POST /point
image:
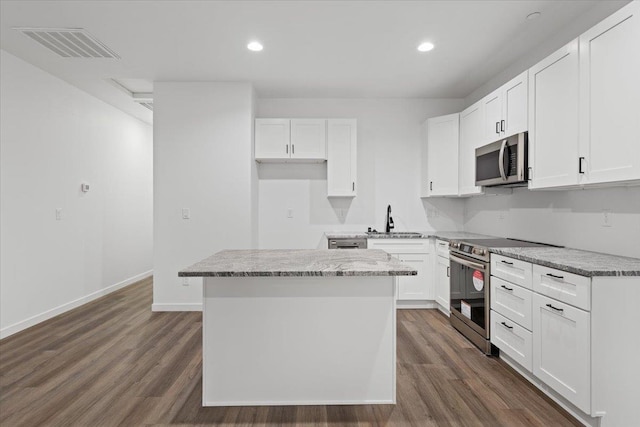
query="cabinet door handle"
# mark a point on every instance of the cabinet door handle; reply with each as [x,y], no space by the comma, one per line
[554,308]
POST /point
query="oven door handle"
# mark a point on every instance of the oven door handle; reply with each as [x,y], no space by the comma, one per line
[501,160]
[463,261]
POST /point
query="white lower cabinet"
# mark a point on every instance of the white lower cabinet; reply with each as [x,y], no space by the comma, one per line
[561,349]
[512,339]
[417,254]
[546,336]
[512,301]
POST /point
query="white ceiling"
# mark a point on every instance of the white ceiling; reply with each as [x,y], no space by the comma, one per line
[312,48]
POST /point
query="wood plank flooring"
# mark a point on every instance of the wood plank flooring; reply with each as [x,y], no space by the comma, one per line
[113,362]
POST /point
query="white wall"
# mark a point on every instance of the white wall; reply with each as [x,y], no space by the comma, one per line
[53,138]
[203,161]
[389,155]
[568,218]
=====
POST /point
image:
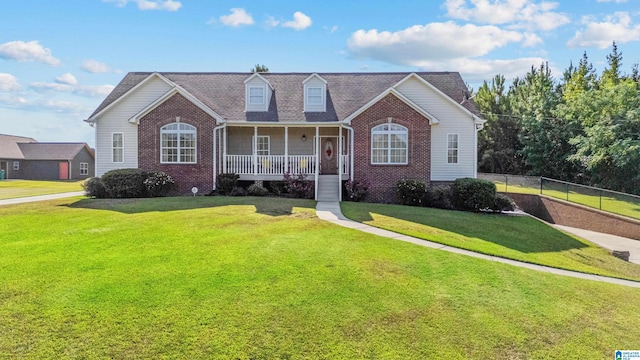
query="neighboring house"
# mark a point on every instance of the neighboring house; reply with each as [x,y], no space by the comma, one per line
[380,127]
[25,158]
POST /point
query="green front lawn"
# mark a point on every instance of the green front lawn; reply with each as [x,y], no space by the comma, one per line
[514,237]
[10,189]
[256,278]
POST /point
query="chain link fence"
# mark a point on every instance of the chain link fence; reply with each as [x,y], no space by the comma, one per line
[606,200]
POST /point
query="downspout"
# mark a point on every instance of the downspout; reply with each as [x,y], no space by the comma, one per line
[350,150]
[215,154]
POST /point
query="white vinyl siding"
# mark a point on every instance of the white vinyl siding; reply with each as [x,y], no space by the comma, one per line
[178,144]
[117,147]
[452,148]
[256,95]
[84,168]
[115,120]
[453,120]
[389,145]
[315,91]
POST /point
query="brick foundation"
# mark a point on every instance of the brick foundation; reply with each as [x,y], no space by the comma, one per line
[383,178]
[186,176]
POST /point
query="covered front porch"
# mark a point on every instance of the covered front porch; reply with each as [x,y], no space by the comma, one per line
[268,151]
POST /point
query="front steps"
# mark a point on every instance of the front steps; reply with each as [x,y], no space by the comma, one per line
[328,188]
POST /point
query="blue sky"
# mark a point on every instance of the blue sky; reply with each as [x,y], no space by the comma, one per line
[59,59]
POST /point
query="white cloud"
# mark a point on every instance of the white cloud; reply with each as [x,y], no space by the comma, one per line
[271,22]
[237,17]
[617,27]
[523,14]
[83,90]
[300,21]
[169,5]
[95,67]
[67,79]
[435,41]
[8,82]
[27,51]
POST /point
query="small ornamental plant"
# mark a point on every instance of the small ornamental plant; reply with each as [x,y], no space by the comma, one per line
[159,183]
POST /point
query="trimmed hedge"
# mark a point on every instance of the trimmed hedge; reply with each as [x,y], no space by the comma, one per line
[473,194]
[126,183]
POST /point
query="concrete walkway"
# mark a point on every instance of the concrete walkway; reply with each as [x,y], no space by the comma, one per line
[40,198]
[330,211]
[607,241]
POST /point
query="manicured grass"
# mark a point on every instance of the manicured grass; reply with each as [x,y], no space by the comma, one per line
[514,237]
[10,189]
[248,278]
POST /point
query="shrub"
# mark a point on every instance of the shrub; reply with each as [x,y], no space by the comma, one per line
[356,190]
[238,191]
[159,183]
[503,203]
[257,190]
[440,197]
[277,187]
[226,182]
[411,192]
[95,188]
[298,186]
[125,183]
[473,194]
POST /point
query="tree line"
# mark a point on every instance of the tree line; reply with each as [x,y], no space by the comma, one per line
=====
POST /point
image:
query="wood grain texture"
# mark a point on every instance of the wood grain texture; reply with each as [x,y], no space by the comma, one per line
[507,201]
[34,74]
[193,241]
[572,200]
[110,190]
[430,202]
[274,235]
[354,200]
=====
§ Exercise: Please tally the rows that contain the word "concrete" and reply with only that number.

§ Written answer: 2